They sleep in the tents and Ora has a really bad dream about Ofer getting killed and the military finding her to tell her.   The next day is walking and the pain of Ofer seeming to be inside her.  She can’t stop walking.  Then the back story to when Ofer was in pain from claustrophobia and yet joined the Armored Corps division.   She starts to hear him.  And she can’t talk to Avram about Ofer.  He has spent 21 years separating himself.    (apparently Avrem is the father) She even wonders if Avram is really there – she figures Avram considers Ofer to be the mistake of his lifetime –

“…with every rude push he gave, she was insulted to the depths of her soul and had to remind herself again that Avram’s tenuous equilibrium seemed to be based on a total, hermetic self-defense against Ofer, against the fact of Ofer, against what, to him, was undoubtedly the mistake of his lifetime.”

Yet Avram has counted the days to Ofer’s release from military duty.  He’d been in the Abbasiya (Egyptian) Prison and seen torture – been tortured.  He knows he won’t help her – feels he is a traitor – thinks about Ofer – imagines him then becomes disgusted with himself.  He lives with Neta,  a much younger woman who leaves from time to time.

Avram walks around the tree – thinking about his past and the past month since Neta has left – he’s done nothing – out of work -volunteers at the library,   started to obsess about Ofer. Hibernating.

They join and talk and she tells him she has to talk about Ofer so if Avram will go away she can talk to herself and walk.  It doesn’t matter “… where I am but where I’m not…”

Avram can’t even say Ofer’s name although he’s apparently willing to talk –  but he feels pressured by Ora about it.  He really doesn’t want to be in a “family.”

“It’s like being subjected to a permanent electrical shock, or like living in an eternal lightning storm. Is that what you want?”  (p. 172)

Information supplied:
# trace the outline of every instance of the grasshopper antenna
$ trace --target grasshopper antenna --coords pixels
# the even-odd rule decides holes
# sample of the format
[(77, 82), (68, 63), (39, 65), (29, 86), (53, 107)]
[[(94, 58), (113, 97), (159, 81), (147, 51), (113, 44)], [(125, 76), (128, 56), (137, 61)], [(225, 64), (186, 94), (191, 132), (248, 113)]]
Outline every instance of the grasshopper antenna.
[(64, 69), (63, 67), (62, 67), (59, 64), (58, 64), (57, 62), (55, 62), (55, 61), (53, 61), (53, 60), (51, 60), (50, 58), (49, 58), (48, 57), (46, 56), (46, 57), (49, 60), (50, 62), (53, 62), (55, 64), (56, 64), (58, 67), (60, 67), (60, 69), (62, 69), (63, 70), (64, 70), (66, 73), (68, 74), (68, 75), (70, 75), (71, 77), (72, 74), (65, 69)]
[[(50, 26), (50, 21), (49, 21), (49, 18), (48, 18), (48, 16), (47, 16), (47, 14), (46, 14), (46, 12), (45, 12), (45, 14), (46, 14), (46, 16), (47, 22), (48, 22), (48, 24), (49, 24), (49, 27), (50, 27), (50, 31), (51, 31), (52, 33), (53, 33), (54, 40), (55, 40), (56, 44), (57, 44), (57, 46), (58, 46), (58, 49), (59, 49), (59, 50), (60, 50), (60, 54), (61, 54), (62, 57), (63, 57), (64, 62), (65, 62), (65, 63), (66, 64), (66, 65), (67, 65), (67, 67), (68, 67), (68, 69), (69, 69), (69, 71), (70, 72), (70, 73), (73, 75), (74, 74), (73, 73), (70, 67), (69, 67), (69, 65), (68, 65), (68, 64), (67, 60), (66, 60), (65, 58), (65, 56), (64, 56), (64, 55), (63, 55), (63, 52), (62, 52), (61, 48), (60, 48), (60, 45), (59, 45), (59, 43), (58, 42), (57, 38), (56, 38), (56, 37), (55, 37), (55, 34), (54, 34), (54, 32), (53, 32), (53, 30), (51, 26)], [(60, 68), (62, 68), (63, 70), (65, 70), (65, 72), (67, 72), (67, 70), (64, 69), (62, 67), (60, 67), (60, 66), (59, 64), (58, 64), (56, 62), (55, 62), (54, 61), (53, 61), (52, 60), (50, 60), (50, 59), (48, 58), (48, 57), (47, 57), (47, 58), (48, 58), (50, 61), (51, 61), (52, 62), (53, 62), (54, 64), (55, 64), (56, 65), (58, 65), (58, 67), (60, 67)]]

Task instructions:
Decide whether each statement agrees with the passage about Ora and Avram, answering yes or no and quoting the deciding words of the passage. 1. Avram was held in the Abbasiya Prison. 2. Neta left Avram about a year ago. 3. Avram wants to be part of a family.

Problem solution:
1. Yes: "He’d been in the Abbasiya (Egyptian) Prison and seen torture – been tortured."
2. No: "the past month since Neta has left"
3. No: "He really doesn’t want to be in a “family.”"